-------- ROWS --------

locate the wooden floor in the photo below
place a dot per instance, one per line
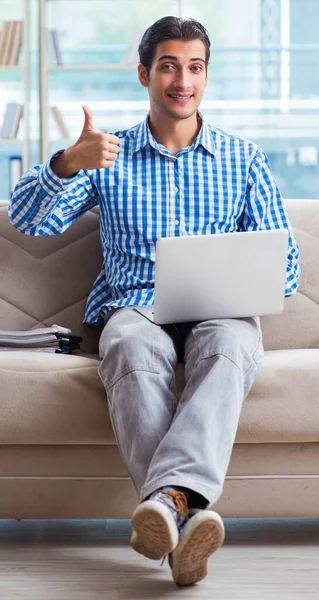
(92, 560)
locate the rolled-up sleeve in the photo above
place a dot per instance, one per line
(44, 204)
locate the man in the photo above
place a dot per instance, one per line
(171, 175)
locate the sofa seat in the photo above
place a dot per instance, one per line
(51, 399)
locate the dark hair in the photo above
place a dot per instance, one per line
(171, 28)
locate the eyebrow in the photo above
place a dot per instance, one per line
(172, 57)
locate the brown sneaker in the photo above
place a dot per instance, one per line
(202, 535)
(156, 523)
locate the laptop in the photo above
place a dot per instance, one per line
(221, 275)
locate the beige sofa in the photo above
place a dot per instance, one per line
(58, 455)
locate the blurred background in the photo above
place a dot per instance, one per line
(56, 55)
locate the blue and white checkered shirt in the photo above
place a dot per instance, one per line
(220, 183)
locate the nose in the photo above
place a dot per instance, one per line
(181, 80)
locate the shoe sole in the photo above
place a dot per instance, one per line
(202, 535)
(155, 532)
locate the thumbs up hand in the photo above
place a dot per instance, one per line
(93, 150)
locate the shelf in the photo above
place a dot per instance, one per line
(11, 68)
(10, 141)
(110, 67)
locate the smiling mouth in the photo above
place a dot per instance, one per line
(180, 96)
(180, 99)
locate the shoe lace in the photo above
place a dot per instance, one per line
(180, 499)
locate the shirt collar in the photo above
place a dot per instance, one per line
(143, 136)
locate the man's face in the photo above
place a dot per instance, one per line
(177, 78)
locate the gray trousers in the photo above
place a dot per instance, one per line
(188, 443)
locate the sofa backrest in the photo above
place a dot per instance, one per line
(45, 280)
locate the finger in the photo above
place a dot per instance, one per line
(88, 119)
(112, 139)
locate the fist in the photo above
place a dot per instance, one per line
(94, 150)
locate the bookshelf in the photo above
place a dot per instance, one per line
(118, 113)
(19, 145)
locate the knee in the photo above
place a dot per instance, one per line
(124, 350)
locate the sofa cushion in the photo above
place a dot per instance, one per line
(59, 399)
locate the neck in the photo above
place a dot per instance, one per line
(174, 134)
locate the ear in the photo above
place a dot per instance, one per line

--------

### WHAT YOU HAVE TO DO
Reproduce every entry exactly, but omit each picture.

### RESPONSE BELOW
locate the wooden floor in the photo below
place a dot per instance, one per line
(92, 560)
locate the rolled-up sleeve in the photo above
place a dot per instance, one per line
(44, 204)
locate the man in the photo above
place a dot per instance, one per line
(171, 175)
locate the sofa seat in the photo above
place a dot per instance, one per line
(51, 399)
locate the dark hair in the photo above
place a dot per instance, one per line
(171, 28)
locate the eyebrow in the photo above
place a dot per instance, one per line
(172, 57)
locate the brown sneaker in the photo above
place a dot per instance, one per line
(202, 535)
(156, 523)
locate the laptop in the photo above
place a dot per instance, one per line
(221, 275)
locate the beige sofa in the photo above
place a dot per instance, one per line
(58, 455)
locate the blurred background in the photo above
place a dot per instance, one per line
(56, 55)
locate the blue and white checkered shirt in the photo above
place a dot per instance, one per line
(220, 183)
locate the nose in the photo above
place a dot per instance, one per line
(181, 80)
locate the shoe sole in the photo above
place a dot per instance, one per line
(202, 535)
(155, 532)
locate the thumbs up hand in the photo above
place a dot per instance, one per line
(93, 150)
locate the shelf in the photo above
place a dot per instance, one per line
(11, 68)
(10, 141)
(110, 67)
locate the smiling mouth in the photo above
place a dot per instance, one per line
(180, 96)
(180, 99)
locate the shoe lace in the photo above
place a dot per instance, one per line
(180, 499)
locate the shirt collar in the photo above
place a dot per instance, one per line
(143, 136)
locate the man's face in the photo above
place a dot per instance, one per line
(177, 78)
locate the gray trousers in the photo above
place a dot per instance, one per line
(188, 443)
locate the sofa backrest in the photo above
place a dot per instance, one per line
(45, 280)
locate the finger in the photo above
place a dot per instance, one per line
(88, 119)
(112, 139)
locate the fist in the photo above
place a dot per instance, one per line
(94, 150)
locate the bookshelf in the photo above
place a dot per instance, one per line
(118, 113)
(19, 145)
locate the knee in the photo above
place a dot per instance, one per line
(124, 350)
locate the sofa cushion in the photo above
place a dot per instance, one per line
(59, 399)
locate the neck in the photo above
place a dot per instance, one per line
(174, 134)
locate the ear in the photo above
place a dot per instance, one per line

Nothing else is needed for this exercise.